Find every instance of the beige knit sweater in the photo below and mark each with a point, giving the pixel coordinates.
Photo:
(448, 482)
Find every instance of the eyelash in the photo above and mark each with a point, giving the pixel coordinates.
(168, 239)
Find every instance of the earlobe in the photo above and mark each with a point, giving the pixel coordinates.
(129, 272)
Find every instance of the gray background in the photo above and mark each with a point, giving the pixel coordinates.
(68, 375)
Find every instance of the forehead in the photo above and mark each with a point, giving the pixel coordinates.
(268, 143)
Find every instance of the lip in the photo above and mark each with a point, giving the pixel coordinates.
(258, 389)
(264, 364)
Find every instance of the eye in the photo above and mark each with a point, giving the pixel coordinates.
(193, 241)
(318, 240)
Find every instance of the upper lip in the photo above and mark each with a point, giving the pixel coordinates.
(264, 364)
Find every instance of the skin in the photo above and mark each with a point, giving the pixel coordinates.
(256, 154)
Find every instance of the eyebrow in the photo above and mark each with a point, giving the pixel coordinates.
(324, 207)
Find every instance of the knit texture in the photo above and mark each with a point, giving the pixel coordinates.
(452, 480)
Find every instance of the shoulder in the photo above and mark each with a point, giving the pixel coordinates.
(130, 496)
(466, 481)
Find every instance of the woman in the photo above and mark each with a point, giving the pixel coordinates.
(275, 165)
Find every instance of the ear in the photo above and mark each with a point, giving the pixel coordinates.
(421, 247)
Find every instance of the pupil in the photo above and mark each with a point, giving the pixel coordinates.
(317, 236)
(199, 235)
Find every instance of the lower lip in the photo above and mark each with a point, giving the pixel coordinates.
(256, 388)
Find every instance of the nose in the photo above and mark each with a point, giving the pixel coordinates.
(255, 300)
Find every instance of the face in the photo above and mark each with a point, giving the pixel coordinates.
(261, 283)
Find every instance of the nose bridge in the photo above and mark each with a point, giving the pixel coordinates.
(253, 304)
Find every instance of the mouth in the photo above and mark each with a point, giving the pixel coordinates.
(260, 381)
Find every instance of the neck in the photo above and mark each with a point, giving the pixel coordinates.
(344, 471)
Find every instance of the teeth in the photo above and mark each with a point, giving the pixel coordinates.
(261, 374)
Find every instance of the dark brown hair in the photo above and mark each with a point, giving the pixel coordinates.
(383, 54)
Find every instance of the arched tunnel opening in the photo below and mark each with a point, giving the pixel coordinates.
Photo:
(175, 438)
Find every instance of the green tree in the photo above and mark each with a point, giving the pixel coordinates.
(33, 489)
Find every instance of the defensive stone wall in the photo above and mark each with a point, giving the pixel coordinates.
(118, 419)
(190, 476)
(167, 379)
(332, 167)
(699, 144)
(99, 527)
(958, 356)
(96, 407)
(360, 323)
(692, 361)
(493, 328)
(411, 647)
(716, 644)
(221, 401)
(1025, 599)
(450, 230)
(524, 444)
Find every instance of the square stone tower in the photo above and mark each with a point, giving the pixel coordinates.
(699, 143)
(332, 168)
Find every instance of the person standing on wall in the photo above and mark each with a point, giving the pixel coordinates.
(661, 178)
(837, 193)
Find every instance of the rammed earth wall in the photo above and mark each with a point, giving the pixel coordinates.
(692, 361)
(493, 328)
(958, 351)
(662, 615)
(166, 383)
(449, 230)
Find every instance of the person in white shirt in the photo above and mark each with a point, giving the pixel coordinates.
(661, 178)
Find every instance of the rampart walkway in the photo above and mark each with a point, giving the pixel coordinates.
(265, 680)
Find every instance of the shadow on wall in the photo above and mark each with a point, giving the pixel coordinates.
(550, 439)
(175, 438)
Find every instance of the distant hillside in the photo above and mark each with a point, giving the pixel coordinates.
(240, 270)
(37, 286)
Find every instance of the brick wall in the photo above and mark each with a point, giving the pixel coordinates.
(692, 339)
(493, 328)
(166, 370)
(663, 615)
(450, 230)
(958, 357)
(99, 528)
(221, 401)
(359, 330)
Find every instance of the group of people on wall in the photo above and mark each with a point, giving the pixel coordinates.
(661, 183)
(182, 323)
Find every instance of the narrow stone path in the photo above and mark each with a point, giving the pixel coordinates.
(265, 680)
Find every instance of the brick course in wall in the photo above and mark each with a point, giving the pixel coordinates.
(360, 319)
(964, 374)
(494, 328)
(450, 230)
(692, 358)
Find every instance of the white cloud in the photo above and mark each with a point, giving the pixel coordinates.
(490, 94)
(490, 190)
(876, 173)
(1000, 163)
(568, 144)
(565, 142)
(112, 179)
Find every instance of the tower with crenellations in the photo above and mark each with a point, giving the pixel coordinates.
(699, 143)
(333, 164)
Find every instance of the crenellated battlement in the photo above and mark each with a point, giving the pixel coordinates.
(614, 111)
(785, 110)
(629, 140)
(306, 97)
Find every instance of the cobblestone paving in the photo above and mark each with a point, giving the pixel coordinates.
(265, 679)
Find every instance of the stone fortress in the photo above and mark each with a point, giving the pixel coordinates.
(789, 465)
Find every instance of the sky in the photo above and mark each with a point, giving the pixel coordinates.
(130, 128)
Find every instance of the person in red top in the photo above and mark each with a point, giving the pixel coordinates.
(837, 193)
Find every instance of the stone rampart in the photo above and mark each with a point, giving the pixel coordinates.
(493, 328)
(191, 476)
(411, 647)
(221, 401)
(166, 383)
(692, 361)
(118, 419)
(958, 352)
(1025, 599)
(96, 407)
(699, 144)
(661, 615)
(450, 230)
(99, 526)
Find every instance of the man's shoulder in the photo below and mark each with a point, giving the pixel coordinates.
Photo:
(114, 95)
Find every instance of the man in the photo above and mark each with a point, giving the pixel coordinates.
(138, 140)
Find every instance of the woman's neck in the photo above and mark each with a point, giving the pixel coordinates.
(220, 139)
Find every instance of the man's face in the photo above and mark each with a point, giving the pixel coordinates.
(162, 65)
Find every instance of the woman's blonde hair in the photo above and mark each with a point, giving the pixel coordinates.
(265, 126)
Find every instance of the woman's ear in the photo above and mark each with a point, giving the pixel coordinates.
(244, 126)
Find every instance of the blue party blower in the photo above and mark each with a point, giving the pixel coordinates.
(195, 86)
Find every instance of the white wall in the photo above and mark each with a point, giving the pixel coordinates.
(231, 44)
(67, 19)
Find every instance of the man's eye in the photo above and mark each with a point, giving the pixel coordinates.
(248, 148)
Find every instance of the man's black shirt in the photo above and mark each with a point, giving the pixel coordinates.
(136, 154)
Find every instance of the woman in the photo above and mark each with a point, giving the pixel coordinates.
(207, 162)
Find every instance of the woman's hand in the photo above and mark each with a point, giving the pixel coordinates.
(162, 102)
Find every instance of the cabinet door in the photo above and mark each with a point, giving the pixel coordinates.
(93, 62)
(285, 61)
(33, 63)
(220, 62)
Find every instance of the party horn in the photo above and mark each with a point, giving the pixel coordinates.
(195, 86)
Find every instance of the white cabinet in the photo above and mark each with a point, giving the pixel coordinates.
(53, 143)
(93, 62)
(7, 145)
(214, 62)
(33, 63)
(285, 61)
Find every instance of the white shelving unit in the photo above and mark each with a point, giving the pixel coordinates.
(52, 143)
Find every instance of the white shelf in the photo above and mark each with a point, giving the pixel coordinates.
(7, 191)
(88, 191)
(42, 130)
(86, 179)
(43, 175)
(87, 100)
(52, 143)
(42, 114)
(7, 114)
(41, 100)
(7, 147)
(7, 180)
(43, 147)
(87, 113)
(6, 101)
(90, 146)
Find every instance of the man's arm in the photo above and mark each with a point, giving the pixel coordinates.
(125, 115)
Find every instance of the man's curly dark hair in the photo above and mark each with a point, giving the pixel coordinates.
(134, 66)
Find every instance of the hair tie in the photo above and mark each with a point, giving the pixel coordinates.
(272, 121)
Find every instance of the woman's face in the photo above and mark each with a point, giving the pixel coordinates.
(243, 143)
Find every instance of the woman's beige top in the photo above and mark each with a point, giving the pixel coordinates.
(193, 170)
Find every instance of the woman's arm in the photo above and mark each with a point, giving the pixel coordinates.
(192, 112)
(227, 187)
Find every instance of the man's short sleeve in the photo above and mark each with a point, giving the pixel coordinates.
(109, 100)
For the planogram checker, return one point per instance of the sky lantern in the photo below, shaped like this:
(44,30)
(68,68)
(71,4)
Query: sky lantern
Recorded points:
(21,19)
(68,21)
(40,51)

...

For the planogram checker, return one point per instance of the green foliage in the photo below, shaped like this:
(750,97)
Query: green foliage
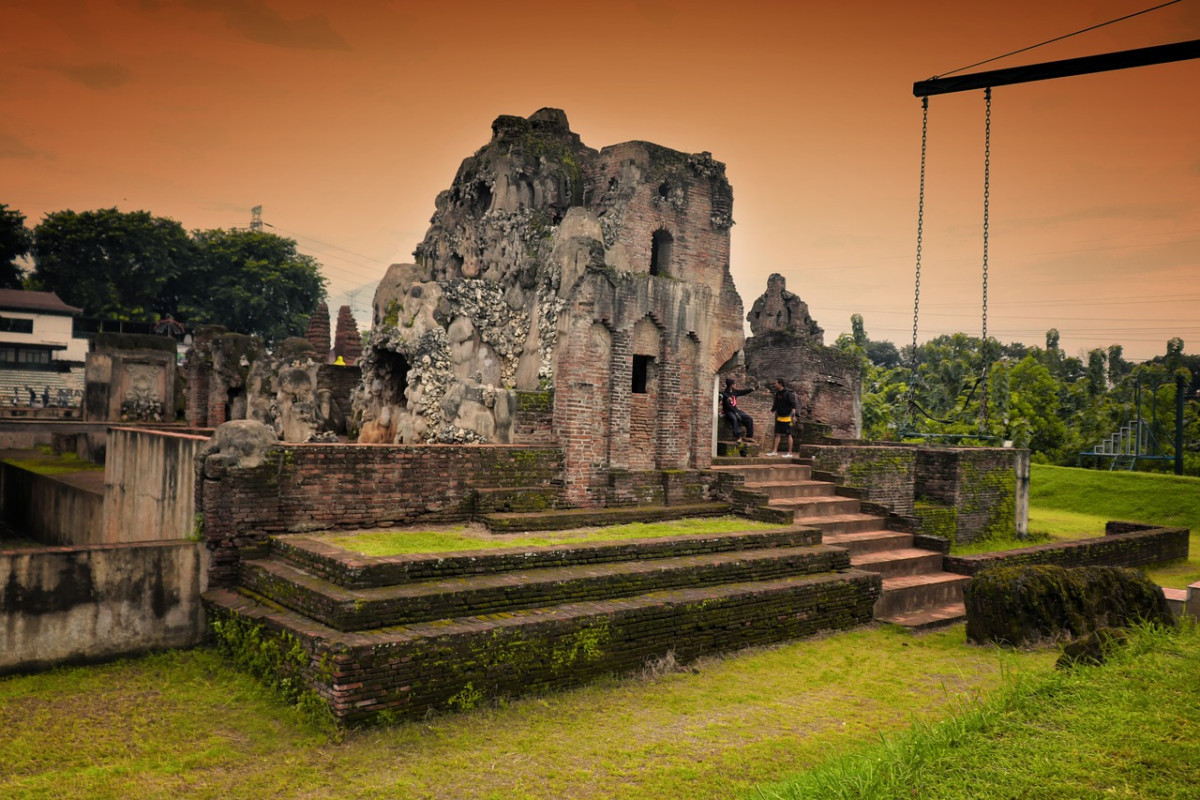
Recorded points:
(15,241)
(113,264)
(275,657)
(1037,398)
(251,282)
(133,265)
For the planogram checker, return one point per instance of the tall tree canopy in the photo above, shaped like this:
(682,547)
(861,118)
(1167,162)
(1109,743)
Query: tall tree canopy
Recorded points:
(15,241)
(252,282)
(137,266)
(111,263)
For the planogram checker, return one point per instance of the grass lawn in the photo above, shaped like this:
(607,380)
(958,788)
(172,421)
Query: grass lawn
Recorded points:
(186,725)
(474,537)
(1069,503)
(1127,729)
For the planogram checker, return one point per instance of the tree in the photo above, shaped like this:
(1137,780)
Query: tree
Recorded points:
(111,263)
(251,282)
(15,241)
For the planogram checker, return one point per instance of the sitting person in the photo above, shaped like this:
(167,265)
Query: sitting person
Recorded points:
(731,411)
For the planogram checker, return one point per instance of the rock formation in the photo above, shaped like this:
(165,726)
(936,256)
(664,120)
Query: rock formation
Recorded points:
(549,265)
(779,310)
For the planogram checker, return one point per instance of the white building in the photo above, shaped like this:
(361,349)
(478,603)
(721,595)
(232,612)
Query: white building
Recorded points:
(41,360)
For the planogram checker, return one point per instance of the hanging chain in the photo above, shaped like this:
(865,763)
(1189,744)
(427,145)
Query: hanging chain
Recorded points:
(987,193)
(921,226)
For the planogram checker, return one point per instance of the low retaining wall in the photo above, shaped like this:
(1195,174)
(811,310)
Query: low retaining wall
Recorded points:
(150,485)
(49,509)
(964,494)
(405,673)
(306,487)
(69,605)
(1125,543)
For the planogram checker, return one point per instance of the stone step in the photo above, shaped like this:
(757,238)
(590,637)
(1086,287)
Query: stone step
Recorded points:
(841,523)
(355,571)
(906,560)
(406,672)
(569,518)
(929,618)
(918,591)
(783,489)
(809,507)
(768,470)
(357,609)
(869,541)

AIM OF THE EXERCISE
Locate each row above that contains the string "below", and copy every one of those rows in full.

SOLUTION FOR THIS TASK
Find every instance of the beige knit sweater in the photo below and mark each with a point, giving the pixel coordinates.
Find every instance of the arched tunnel opening in the photo below and mark each with a point, giving the pixel coordinates.
Find every instance of the man's shoulder in the photo below and mark each with a point, giving the pixel coordinates.
For the planogram checker, return one point per instance of the sky lantern in the photo below, shaped like this:
For the planogram checker, return one point per instance of the green foliage in the photo below, shaped like this:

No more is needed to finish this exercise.